» **ROWS**:
+ + +

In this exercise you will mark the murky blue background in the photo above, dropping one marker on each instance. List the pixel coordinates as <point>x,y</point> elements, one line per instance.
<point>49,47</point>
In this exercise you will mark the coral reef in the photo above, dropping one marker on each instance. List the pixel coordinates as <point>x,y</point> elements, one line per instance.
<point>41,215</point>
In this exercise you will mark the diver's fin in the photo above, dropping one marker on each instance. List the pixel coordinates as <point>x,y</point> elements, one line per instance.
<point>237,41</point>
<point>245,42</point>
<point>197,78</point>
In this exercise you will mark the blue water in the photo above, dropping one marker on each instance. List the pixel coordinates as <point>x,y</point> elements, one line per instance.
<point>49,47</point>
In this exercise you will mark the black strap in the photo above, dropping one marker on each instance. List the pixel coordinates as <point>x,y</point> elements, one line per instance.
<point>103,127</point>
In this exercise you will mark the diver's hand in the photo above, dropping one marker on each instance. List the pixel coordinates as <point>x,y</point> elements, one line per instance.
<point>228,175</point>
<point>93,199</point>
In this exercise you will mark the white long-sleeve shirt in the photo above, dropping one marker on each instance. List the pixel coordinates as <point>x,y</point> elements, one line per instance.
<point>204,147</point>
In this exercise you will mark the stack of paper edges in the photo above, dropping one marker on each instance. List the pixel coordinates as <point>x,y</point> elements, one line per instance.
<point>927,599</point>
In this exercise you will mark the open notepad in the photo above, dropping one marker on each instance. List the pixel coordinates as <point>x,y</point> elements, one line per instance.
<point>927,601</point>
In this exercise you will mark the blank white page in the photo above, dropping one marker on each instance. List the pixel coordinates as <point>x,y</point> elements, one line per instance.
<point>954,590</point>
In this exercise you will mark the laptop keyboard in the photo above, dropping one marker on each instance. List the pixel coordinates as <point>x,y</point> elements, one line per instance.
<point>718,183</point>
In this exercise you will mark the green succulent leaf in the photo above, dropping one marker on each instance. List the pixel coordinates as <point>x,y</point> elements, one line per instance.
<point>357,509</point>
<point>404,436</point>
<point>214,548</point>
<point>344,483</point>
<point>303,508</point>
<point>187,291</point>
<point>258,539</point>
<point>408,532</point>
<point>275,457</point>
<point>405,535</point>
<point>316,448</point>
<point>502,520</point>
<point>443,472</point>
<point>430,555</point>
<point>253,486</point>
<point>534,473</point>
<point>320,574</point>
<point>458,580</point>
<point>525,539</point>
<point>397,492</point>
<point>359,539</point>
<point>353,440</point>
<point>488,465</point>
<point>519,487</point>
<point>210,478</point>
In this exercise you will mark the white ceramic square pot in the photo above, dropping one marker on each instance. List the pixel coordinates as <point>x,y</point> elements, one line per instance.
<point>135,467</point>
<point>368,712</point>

+ + +

» **TASK DETAILS**: Please rewrite every one of the records above, changing "dropping" to "placing" wherever it occurs and leaving the rest untouched.

» **CORRECT OUTPUT**:
In this exercise you will mark the murky blue background in the photo above, placing one marker on each instance. List the pixel coordinates as <point>x,y</point> elements, one line per instance.
<point>49,47</point>
In this exercise you will mark the coral reef in the photo above, placing one marker on each instance. List the pixel coordinates as <point>x,y</point> elements, one line per instance.
<point>41,215</point>
In this exercise you will mark the diver's fin in the photo above, placing one marker on each instance. List the pixel coordinates as <point>x,y</point> elements, one line per instance.
<point>237,41</point>
<point>245,42</point>
<point>197,78</point>
In this exercise you will mark the blue water in the photo above, placing one marker on each instance. List the pixel coordinates as <point>x,y</point> elements, one line per instance.
<point>49,47</point>
In this exercise you will mark the black strap in the photo above, placing one marker on each instance. List the pixel coordinates as <point>x,y</point> elements, one line per instance.
<point>103,127</point>
In this exercise you will mark the diver's hand in the photo above, placing one marker on each instance. List the pixel coordinates as <point>x,y</point> elements, one line per instance.
<point>228,175</point>
<point>93,199</point>
In this exercise you will mark the white long-sleeve shirt in the photo above, placing one marker on each instance. List the pixel coordinates as <point>x,y</point> elements, one line per instance.
<point>204,147</point>
In this exercise you will mark the stack of paper edges in the photo above, placing one marker on each instance. List the pixel coordinates as <point>x,y</point> elements, one line per instance.
<point>927,599</point>
In this exercise you will mark the open notepad in the photo above, placing one marker on each instance. List the pixel coordinates as <point>x,y</point> elements, one line per instance.
<point>927,601</point>
In this exercise you will mark the blank white page in the photo above, placing one marker on each instance. List the pixel coordinates as <point>x,y</point> elements, one line per instance.
<point>954,590</point>
In this exercise you will mark the laptop keyboard in the photo above, placing one marker on each instance. List the pixel coordinates as <point>x,y</point> elements, one line per instance.
<point>718,183</point>
In this exercise you will mark the green succulent leaf in the photo above, placing one marker on each instance. List the pixel coordinates as <point>x,y</point> elements, one line per instance.
<point>357,509</point>
<point>404,436</point>
<point>214,548</point>
<point>344,483</point>
<point>303,508</point>
<point>187,291</point>
<point>258,539</point>
<point>408,532</point>
<point>275,457</point>
<point>405,535</point>
<point>316,448</point>
<point>502,520</point>
<point>443,472</point>
<point>430,555</point>
<point>253,486</point>
<point>534,473</point>
<point>320,574</point>
<point>458,580</point>
<point>525,539</point>
<point>397,492</point>
<point>359,539</point>
<point>353,440</point>
<point>488,465</point>
<point>519,487</point>
<point>210,478</point>
In this exercise you will mark the white ceramic square pot in the photo above, placing one marker on each instance. List the pixel coordinates as <point>x,y</point> elements, one line per instance.
<point>135,467</point>
<point>368,712</point>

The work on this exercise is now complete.